- [Work to be completed] Scan the data beneath this task and copy each line that includes "white".

Start of Data

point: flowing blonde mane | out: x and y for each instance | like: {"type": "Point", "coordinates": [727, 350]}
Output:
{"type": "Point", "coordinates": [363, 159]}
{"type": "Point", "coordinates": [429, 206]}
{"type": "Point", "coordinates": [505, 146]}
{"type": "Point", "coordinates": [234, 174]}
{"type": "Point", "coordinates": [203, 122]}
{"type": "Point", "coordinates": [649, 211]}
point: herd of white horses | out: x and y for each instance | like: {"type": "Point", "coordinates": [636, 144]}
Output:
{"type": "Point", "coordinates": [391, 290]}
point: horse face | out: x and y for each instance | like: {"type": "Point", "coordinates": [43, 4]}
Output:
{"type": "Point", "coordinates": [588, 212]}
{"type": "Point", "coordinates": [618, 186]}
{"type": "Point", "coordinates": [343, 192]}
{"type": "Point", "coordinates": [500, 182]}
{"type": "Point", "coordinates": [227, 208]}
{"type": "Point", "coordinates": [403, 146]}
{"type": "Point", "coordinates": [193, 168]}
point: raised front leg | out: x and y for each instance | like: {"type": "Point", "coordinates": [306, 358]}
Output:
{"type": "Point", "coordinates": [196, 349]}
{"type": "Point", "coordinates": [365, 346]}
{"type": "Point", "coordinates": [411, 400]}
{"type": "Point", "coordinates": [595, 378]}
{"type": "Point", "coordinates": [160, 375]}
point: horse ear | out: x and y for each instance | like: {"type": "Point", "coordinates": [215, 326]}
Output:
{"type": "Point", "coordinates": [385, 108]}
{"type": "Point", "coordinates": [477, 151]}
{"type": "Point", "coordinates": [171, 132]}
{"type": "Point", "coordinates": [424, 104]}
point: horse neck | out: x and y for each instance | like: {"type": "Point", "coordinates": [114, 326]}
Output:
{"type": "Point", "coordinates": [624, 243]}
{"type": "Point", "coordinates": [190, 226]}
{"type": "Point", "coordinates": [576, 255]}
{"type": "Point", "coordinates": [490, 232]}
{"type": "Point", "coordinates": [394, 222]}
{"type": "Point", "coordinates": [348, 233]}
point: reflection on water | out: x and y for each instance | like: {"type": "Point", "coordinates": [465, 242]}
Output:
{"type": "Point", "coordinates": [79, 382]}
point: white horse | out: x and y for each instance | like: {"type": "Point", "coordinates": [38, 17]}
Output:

End of Data

- [Answer to the problem]
point: herd of white horses | out: x and y for each instance | like: {"type": "Point", "coordinates": [636, 144]}
point: white horse | out: x and y for each instance | like: {"type": "Point", "coordinates": [38, 17]}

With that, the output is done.